(Natural language region descriptions)

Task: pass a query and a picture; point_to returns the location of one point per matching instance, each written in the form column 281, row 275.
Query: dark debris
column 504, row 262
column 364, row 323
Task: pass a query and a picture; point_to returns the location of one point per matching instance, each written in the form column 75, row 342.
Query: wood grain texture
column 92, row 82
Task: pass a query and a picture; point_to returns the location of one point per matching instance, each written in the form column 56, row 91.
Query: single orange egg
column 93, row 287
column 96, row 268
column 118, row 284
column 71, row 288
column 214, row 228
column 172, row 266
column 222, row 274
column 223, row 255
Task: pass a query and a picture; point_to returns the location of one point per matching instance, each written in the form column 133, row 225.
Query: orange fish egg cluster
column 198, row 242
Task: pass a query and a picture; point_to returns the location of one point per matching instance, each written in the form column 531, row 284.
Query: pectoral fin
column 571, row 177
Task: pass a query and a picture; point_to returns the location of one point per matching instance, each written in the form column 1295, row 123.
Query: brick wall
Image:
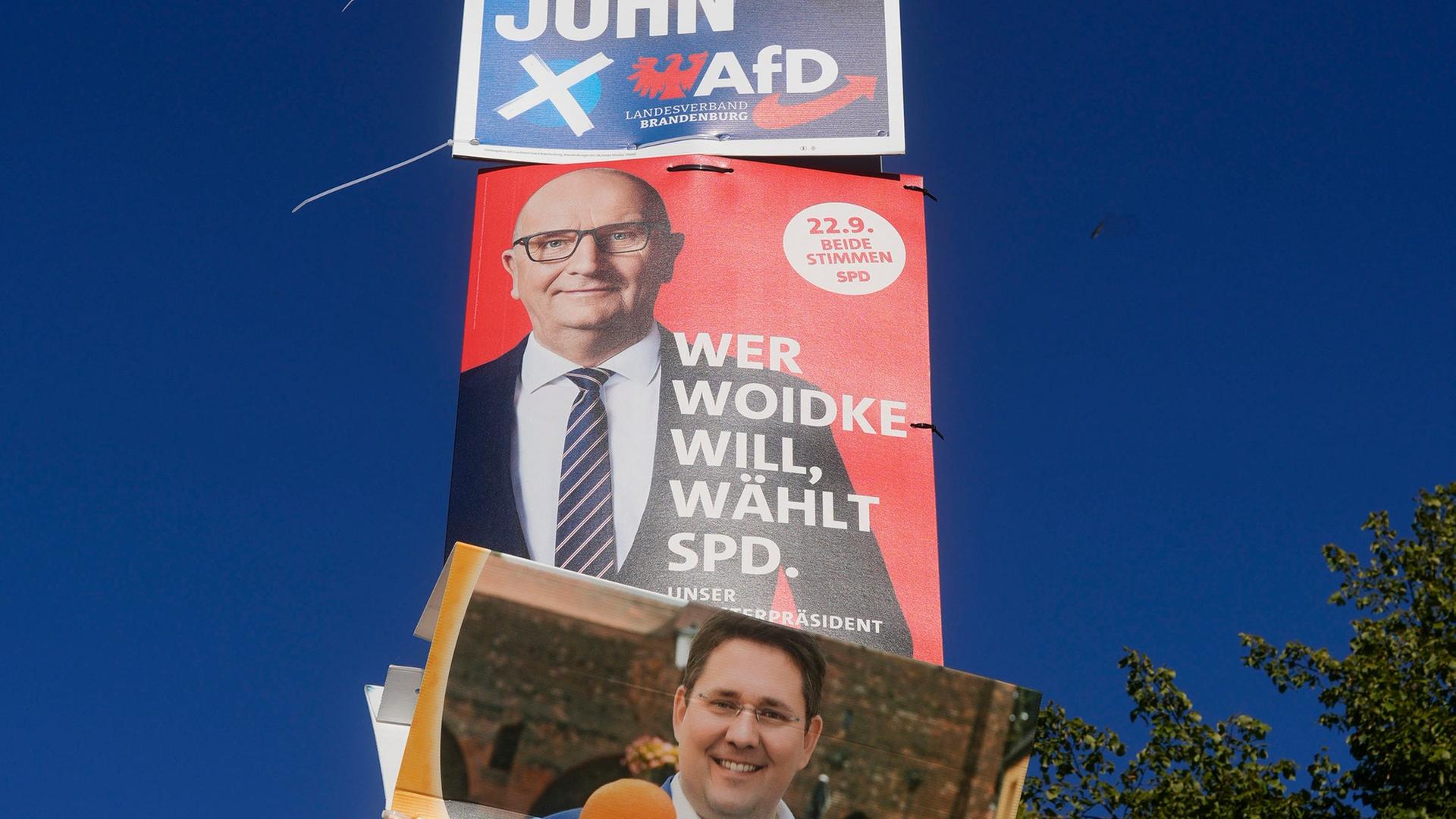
column 902, row 739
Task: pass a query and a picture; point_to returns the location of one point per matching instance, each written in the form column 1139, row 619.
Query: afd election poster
column 702, row 376
column 549, row 694
column 579, row 80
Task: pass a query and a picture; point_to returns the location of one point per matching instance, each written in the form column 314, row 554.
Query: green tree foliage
column 1392, row 694
column 1391, row 697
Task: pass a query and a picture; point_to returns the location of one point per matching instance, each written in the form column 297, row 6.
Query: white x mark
column 555, row 88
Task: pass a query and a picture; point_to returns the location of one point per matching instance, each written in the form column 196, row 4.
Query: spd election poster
column 579, row 80
column 699, row 376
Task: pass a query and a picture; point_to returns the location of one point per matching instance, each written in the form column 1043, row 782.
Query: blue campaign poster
column 570, row 80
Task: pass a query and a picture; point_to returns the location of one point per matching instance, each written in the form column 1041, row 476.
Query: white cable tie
column 444, row 145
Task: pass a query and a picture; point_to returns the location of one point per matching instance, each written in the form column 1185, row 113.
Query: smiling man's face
column 592, row 297
column 733, row 767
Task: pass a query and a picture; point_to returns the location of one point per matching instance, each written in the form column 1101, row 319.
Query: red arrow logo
column 772, row 115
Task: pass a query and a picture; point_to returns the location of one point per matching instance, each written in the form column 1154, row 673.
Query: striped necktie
column 585, row 538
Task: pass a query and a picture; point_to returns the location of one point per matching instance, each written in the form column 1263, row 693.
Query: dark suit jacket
column 840, row 572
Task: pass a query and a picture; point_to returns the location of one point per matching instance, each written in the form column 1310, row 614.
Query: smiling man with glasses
column 746, row 719
column 565, row 447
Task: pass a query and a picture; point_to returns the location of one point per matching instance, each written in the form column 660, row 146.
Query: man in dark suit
column 746, row 720
column 570, row 447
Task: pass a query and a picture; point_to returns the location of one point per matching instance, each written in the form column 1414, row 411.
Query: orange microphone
column 629, row 799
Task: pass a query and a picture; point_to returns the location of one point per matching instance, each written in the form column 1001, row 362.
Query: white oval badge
column 845, row 248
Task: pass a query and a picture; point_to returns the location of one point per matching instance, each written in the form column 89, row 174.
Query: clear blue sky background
column 228, row 430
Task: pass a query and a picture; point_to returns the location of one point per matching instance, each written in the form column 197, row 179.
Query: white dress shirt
column 685, row 809
column 544, row 397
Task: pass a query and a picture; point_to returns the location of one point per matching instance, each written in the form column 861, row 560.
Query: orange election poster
column 699, row 376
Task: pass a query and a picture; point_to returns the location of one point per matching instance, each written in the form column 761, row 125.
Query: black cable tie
column 714, row 168
column 925, row 426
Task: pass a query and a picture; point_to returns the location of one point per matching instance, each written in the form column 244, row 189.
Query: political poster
column 707, row 378
column 551, row 694
column 582, row 80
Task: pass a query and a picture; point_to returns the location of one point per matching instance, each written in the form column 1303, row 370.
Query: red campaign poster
column 699, row 376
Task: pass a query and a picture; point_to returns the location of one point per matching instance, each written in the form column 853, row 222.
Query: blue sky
column 223, row 482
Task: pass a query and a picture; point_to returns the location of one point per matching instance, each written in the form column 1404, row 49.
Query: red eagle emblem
column 669, row 83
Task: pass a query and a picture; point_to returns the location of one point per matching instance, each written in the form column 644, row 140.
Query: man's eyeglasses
column 557, row 245
column 728, row 710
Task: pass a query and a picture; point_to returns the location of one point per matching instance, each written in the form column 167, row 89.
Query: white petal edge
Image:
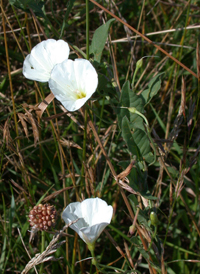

EXERCISE: Retype every entry exactly as written, but omit the pictures.

EXERCISE RESULT:
Task: pass a query and a picture; point_to returns the location of one point per matching instance, each written in the form column 281, row 275.
Query: dark debris
column 504, row 262
column 364, row 323
Task: pass a query and a picture; point_to returns the location of one point per matching instance, each written in the form column 75, row 342.
Query: wood grain texture
column 92, row 82
Task: pass a query and a picture; point_to returns the location of one point per matching instance, each written in the form column 56, row 91.
Query: single orange egg
column 93, row 287
column 96, row 268
column 118, row 284
column 71, row 288
column 214, row 228
column 172, row 266
column 222, row 274
column 223, row 255
Task: pass a query and a picture; point_to returns the location of one point per matching instance, each written in the form column 133, row 225.
Query: orange fish egg cluster
column 198, row 242
Task: pass a query and a picture; point_to returns the location of one point per matching instance, each written in the form column 531, row 284.
Query: pectoral fin
column 571, row 177
Task: pass a query and a picture; point_to returns the location of one point per matching instance, each written in the form column 1295, row 123.
Query: brick wall
Image:
column 902, row 739
Task: pass a query and a picture; point_to returns the location of one point per matching instance, each written in the form column 1139, row 619.
Query: afd election poster
column 702, row 376
column 549, row 694
column 579, row 80
Task: pass a query and a picture; point_to returns the location of one point per matching instance, each written in the form column 314, row 554.
Query: green tree foliage
column 1392, row 694
column 1391, row 697
Task: pass a query and a picture; point_to returns the location of one point per matching instance, each written in the form column 297, row 6.
Query: white x mark
column 555, row 88
Task: pass a query and a picture; point_to returns the location of one point per matching instance, each written in the form column 196, row 4.
Query: spd election poster
column 579, row 80
column 699, row 376
Task: pass a query and a picture; point_to returns the location of one point per matching instance, each written in the form column 1043, row 782.
Query: blue campaign poster
column 570, row 80
Task: pass a query and a picture; point_to returns the location of one point per matching instance, each written in the form column 1041, row 476.
Query: white cable tie
column 444, row 145
Task: pass a query and a picture; point_to returns the location of one point per matching instance, each written in the form column 1185, row 113.
Query: smiling man's face
column 592, row 297
column 733, row 767
Task: pass a query and a picture; point_to returns the location of one point per matching instance, each written in the form column 1101, row 319.
Query: red arrow logo
column 772, row 115
Task: pass a query and a picture; point_to returns the location of one point per matching instance, each written in the form column 1154, row 673.
Query: striped necktie
column 585, row 538
Task: pass a query and a picture; point_to returns the location of one point per matching instance, each written in the form column 1263, row 693.
Query: dark suit jacket
column 840, row 572
Task: pass a query and a picture; point_to returns the location of one point per matching instance, each written in the form column 1310, row 614.
Query: smiling man with glasses
column 746, row 719
column 565, row 447
Task: pass a query and a picture; point_to returns the location of one point per matching instance, each written in the form column 660, row 146.
Query: man in dark suit
column 746, row 720
column 570, row 447
Task: pass a query and a picture; point_to returns the location of one point per matching instance, each written in the form column 1414, row 411.
Query: orange microphone
column 629, row 799
Task: pass a query and a picture; point_to returns the location of one point per matching instance, each written in the form column 1001, row 362.
Query: white oval badge
column 845, row 248
Task: pass a query and a picture; point_to returns the location of one point per matching instance, each written in the form column 89, row 174.
Query: clear blue sky background
column 228, row 430
Task: pass a query and a picture; point_to returns the location of one point per matching instance, each written in the form column 197, row 179.
Query: white dress shirt
column 685, row 809
column 544, row 397
Task: pass a query and a picture; point_to returns the location of one point per matching instance, each written in the form column 861, row 560.
Query: orange election poster
column 699, row 376
Task: pass a query and a picture; point_to returns the location of one point per matching instance, each written in the form column 761, row 125.
Query: black cable tie
column 714, row 168
column 925, row 426
Task: pass a query and a picture; point_to returns the location of one point per matching instance, each written in the form column 244, row 189.
Query: political poster
column 707, row 378
column 551, row 694
column 582, row 80
Task: pass a query and a picture; point_to returns the location of one point per matching instance, each written in the form column 1303, row 370.
Query: red campaign poster
column 699, row 376
Task: pass a query and a picture; point_to returns the location of one point per matching instance, each written in the form column 853, row 222.
Query: blue sky
column 223, row 482
Task: pass a query and a picture; point_to returns the location of one point per matching instance, each written in the form column 1404, row 49.
Query: red eagle emblem
column 669, row 83
Task: pass a query and a picture; point_to returns the location of one point per matching instance, each written in the form column 644, row 140.
Query: man's eyeglasses
column 557, row 245
column 728, row 710
Task: pass a query and a picture; point_to returns the location of one point per matching instance, each written in the form column 167, row 89.
Query: white petal edge
Image:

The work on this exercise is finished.